WORK TO COMPLETE: Word for word, set down the entries below.

(Natural-language object grounding data)
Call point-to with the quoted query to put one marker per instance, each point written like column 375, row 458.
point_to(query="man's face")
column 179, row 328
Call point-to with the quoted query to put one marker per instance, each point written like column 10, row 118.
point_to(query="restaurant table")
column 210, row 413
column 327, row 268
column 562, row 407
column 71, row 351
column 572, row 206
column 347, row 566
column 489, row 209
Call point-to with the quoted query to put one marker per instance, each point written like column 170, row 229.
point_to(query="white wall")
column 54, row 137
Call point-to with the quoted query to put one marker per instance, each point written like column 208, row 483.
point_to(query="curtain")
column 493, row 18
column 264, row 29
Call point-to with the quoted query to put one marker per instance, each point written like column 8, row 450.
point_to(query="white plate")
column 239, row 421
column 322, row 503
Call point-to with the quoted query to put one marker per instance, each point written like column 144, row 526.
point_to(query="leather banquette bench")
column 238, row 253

ANSWER TO THIS TASK:
Call point-to with the quoted query to put one marker per instance, each point written like column 375, row 458.
point_to(query="man's face")
column 179, row 328
Call point-to with the quoted query to put one marker per instance, each point written like column 10, row 118.
point_to(query="restaurant table")
column 210, row 413
column 327, row 268
column 562, row 407
column 71, row 351
column 572, row 206
column 347, row 566
column 489, row 209
Call point-to with the quoted query to put one marker per instance, each point written like column 170, row 229.
point_to(query="white wall")
column 54, row 137
Call point-to with the quoted query to put one marker per instance, each point written like column 208, row 483.
point_to(query="curtain")
column 493, row 18
column 264, row 29
Call point-to with the quoted query to put one marker per instance, each point written like column 8, row 450.
point_to(query="white plate")
column 239, row 421
column 322, row 503
Call point-to with the quoted query to put one marker per instance, each point written like column 144, row 526.
point_to(query="leather banquette bench")
column 238, row 253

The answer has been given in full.